Out of the listing below, copy every line that carries the string "front".

RECORD EXTRACTS:
^^^^^^^^
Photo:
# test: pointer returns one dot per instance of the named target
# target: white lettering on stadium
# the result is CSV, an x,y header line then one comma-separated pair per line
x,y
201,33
^^^^^^^^
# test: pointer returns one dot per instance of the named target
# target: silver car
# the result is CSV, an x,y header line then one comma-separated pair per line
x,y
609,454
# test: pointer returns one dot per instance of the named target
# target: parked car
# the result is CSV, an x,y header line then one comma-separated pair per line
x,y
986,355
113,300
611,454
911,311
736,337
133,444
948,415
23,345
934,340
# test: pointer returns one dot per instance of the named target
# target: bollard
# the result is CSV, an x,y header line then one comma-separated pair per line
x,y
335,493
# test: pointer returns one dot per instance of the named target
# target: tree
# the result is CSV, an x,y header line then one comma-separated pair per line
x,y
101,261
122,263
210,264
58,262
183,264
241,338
^^^^^^^^
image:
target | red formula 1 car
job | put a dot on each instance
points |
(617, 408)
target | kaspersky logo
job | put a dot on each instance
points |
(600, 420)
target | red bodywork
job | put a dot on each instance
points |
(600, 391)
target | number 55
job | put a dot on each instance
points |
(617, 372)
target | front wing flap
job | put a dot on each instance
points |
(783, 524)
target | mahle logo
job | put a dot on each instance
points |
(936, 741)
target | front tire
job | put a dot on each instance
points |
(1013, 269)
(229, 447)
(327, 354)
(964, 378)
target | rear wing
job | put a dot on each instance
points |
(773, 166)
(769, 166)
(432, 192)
^^^^^^^^
PROBLEM SOLUTION:
target | front wing flap
target | front tire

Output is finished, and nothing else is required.